▸ **REQUIRED TASKS**:
A - Echo the part of the Honeycomb data formats page from "Honeycomb supports 3" to "between each format." word for word.
B - In the Honeycomb data formats page, condense the paragraph beginning "Most times, the data format" into a shorter version that keeps its main points.
C - Pick up the Honeycomb data formats page after its final sentence and keep writing.

▸ **TEXT EXCERPT**:
..........

Data Formats
This page is designed to explain the types of data Honeycomb supports, so that you can successfully load your own data into the tool.
Honeycomb supports 3 main data formats:
- Comma-Separated Values files (
.csv
) - Parquet files (
.parquet
) - GeoJSON files (
.geojson
)
Considerations when choosing a data format
Most times, the data format you load into Honeycomb will be determined by the data you already have. However, if you are transforming data or building a pipeline and get to choose which file format to use, it may be helpful to understand the differences between each format.
Format | Benefits | Drawbacks |
---|---|---|
CSV | Very common file format which can be exported by common tools like Excel, and opened in a text editor. Better for small amounts of data. | No compression - file sizes may become large. Takes longer to load. |
Parquet | Optimized data storage format which is self-describing and can be compressed and read in segments. Best for large amounts of data. | More difficult to generate and view - likely need to use a tool like DuckDB to process. |
GeoJSON | Geospatial-specific version of the common GeoJSON format. Useful for ensuring geographic data is formatted correctly. | No compression - file sizes may become large. Hard to generate with traditional tabular data tools like Excel. |
Comma-Separated Values (.csv)
CSV files must contain a column with spatial information. This column needs to be one of the following types and needs to be named correctly so it can be recognized by Honeycomb. Additional columns with numeric data will each be added to the map as a layer. Columns which contain text data will not be read.

..........

▸ **RAW DATA**:

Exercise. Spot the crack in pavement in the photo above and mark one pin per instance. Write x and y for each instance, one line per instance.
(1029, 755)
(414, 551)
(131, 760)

..........

▸ **ANSWERS BELOW**:
A -
Honeycomb supports 3 main data formats:
- Comma-Separated Values files (
.csv
) - Parquet files (
.parquet
) - GeoJSON files (
.geojson
)
Considerations when choosing a data format
Most times, the data format you load into Honeycomb will be determined by the data you already have. However, if you are transforming data or building a pipeline and get to choose which file format to use, it may be helpful to understand the differences between each format.

B - The format you load into Honeycomb usually depends on the data you already have. If you are transforming data or building a pipeline and can pick the file format, it may help to know how the formats differ.

C -
Data Type | Description | Allowed Column Names | Column Data Types | Example values |
---|---|---|---|---|
H3 Index | Data which has already been aggregated to H3, for example in a data warehouse or Python script. Each row should contain a unique h3 cell. | hexbin , h3 , h3_index | Either a string column with the hexadecimal H3 id, or an integer column with the equivalent integer. | 871f1d48affffff OR 608533319839121407 |
Geo Object | Geospatial data which has a column which contains a Polygon or Point. For polygons, data will be interpolated to h3 using areal weighted interpolation. Points will be converted to their corresponding h3 res 10 index. | geo , geom | A string column which contains either a single GeoJSON object or a WKT-encoded spatial object. | { "type": "Feature", "properties": {}, "geometry": { "coordinates": [ 13.350108460430476, 52.51451793635954 ], "type": "Point" }, "id": 1 } OR POINT (13.350108460430476 52.51451793635954) |
Latitude/ Longitude Columns | Points will be converted to their corresponding H3 res 10 index. | lat , lon , lng , latitude , longitude | Two numeric columns containing latitude and longitude using the WGS 84 CRS. | 13.350108460430476 AND 52.51451793635954 |
TIP
The coordinates of all spatial data must use the WGS 84 (EPSG:4326) coordinate system.
Parquet (.parquet)
Similar to CSV files, Parquet files must contain a column with spatial information. This column needs to be one of the following types and needs to be named correctly so it can be recognized by Honeycomb. Additional columns with numeric data will each be added to the map as a layer. Columns which contain text data will not be read.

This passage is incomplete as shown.